Article:

Calvin and Hobbes

Growing up as a kid I looked forward to reading the newspaper comics everyday. I ate breakfast and read the day’s comics in the same order always leaving the best for last. Calvin and Hobbes was always something I looked forward to and I was sad when Bill Watterson decided to move on from making it. I didn’t understand what it’s like to work on the same thing for 10 years so it didn’t make sense to me, but as an adult I get it.

Five years ago I read the entire Calvin and Hobbes collection and wrote down which comics were my favorite. The comics still held up and I found a bunch that I liked, but none quite as much as the very last one that was made. The comic has taken on different meaning for me as I’ve grown older – at first it made me sad because the comic was over, but now it makes me happy because Watterson was starting off on a new adventure. Ashley bought me a framed copy of it a couple of years ago for my birthday and we have it hanging at the bottom of our stairs.

Data lines:
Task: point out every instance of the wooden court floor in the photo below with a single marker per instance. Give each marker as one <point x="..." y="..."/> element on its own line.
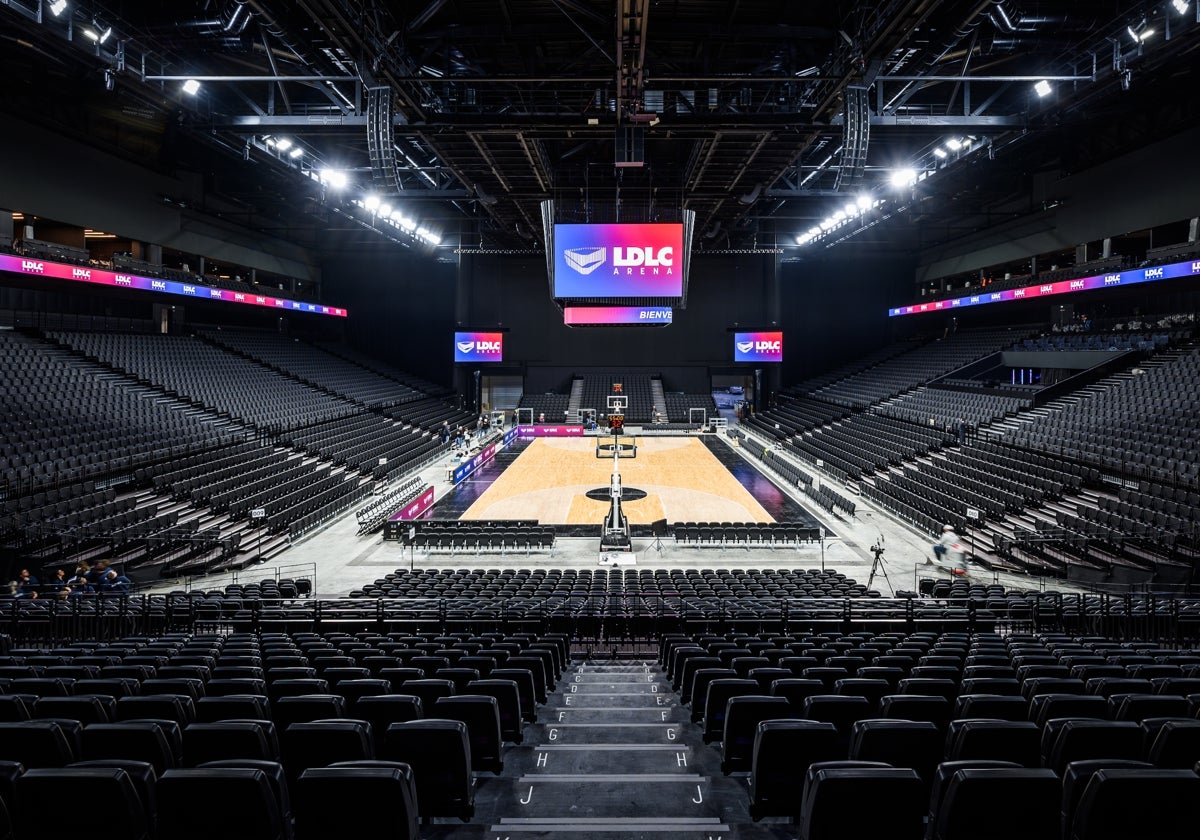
<point x="683" y="481"/>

Aim of the task: Could you rewrite the Calvin and Hobbes text, starting at "Five years ago" and ending at "of our stairs.", with "birthday" swapped for "anniversary"?

Written solution:
Five years ago I read the entire Calvin and Hobbes collection and wrote down which comics were my favorite. The comics still held up and I found a bunch that I liked, but none quite as much as the very last one that was made. The comic has taken on different meaning for me as I’ve grown older – at first it made me sad because the comic was over, but now it makes me happy because Watterson was starting off on a new adventure. Ashley bought me a framed copy of it a couple of years ago for my anniversary and we have it hanging at the bottom of our stairs.